■ **TASK GOAL**
Render the records from their start through the line that contains "98], [446, 103]]", both ends included, as a Markdown table with the columns Row and Line. Give each line a row number, and leave out blank lines and pictures.

⟨

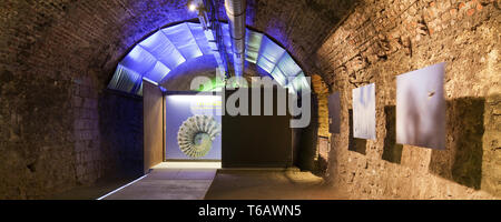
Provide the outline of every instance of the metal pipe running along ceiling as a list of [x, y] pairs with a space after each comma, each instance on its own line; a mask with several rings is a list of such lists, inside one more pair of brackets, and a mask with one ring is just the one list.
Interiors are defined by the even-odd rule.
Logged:
[[[232, 54], [229, 24], [222, 23], [222, 31], [225, 51]], [[257, 64], [292, 92], [311, 90], [303, 70], [285, 49], [264, 33], [248, 29], [245, 33], [246, 61]], [[140, 95], [143, 80], [160, 84], [181, 63], [213, 53], [199, 23], [184, 22], [160, 29], [135, 46], [118, 63], [108, 88]]]
[[233, 64], [235, 75], [244, 73], [245, 58], [245, 0], [225, 0], [226, 16], [228, 17], [229, 30], [233, 44]]

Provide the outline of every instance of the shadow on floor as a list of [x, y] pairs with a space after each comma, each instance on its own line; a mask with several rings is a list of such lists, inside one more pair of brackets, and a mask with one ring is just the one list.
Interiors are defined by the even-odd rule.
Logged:
[[138, 176], [114, 176], [104, 178], [96, 181], [92, 185], [78, 186], [61, 193], [46, 196], [46, 200], [96, 200], [107, 193], [132, 182]]
[[346, 199], [311, 172], [219, 170], [206, 200], [338, 200]]
[[446, 149], [433, 150], [430, 172], [480, 190], [485, 99], [460, 98], [446, 103]]

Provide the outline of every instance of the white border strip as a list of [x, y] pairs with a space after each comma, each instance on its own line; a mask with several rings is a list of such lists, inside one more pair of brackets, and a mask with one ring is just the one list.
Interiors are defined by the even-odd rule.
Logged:
[[135, 183], [135, 182], [137, 182], [137, 181], [140, 181], [140, 180], [143, 180], [143, 179], [144, 179], [144, 178], [146, 178], [146, 176], [148, 176], [148, 174], [146, 174], [146, 175], [143, 175], [143, 176], [140, 176], [140, 178], [136, 179], [135, 181], [132, 181], [132, 182], [130, 182], [130, 183], [127, 183], [127, 184], [125, 184], [125, 185], [120, 186], [119, 189], [117, 189], [117, 190], [114, 190], [114, 191], [109, 192], [108, 194], [106, 194], [106, 195], [104, 195], [104, 196], [101, 196], [101, 198], [98, 198], [98, 199], [96, 199], [96, 200], [100, 201], [100, 200], [102, 200], [102, 199], [107, 198], [108, 195], [111, 195], [111, 194], [114, 194], [114, 193], [116, 193], [116, 192], [118, 192], [118, 191], [120, 191], [120, 190], [122, 190], [122, 189], [125, 189], [125, 188], [127, 188], [127, 186], [131, 185], [132, 183]]

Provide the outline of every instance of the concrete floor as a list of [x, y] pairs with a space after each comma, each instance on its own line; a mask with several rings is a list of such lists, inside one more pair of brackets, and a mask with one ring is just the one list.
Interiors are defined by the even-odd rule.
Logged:
[[220, 163], [160, 163], [144, 179], [102, 200], [202, 200]]
[[346, 194], [297, 169], [220, 169], [220, 163], [160, 163], [140, 180], [99, 182], [57, 200], [343, 200]]
[[207, 200], [343, 200], [322, 178], [298, 170], [218, 170]]

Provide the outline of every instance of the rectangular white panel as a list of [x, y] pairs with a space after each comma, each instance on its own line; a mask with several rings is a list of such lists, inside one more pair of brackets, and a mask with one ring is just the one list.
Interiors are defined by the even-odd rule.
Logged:
[[353, 89], [353, 137], [375, 140], [375, 84]]
[[396, 142], [445, 149], [445, 63], [396, 77]]

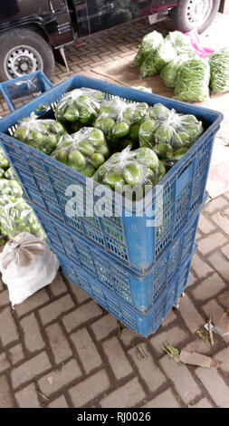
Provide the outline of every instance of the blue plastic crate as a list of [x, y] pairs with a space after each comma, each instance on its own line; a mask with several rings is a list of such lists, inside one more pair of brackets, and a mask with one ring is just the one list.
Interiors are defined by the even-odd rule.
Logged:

⟩

■ **RESULT OF THIS TASK**
| Row | Line |
|---|---|
| 1 | Provide the outline of every instance of the metal pipe running along ceiling as a list of [x, y] pairs with a space after each comma, each instance on its own line; a mask with several rings is a list of such lists, inside one more pair of brackets, and a mask with one ring is just the one list. |
| 2 | Interiors are defined by the even-odd rule. |
| 3 | Logged: |
| 4 | [[[232, 54], [229, 24], [222, 23], [222, 31], [225, 51]], [[257, 64], [292, 92], [311, 90], [303, 70], [285, 49], [264, 33], [248, 29], [245, 33], [246, 61]], [[140, 95], [143, 80], [160, 84], [181, 63], [213, 53], [199, 23], [184, 22], [160, 29], [135, 46], [118, 63], [108, 88]]] |
| 5 | [[233, 64], [235, 75], [244, 73], [245, 58], [245, 0], [225, 0], [226, 16], [228, 17], [229, 30], [233, 44]] |
| 6 | Provide the outline of every instance of the shadow on floor as a list of [x, y] pairs with a space after each comma, each instance on its own line; a mask with several rings is a list of such lists, inside one more pair of brackets, and a mask with one ring is just the one list. |
| 7 | Interiors are defined by the even-odd rule. |
| 8 | Logged: |
| 9 | [[138, 176], [114, 176], [104, 178], [96, 181], [92, 185], [78, 186], [61, 193], [46, 196], [46, 200], [96, 200], [107, 193], [132, 182]] |
| 10 | [[346, 199], [311, 172], [219, 170], [206, 200], [338, 200]] |
| 11 | [[446, 149], [433, 150], [430, 172], [480, 190], [485, 99], [460, 98], [446, 103]] |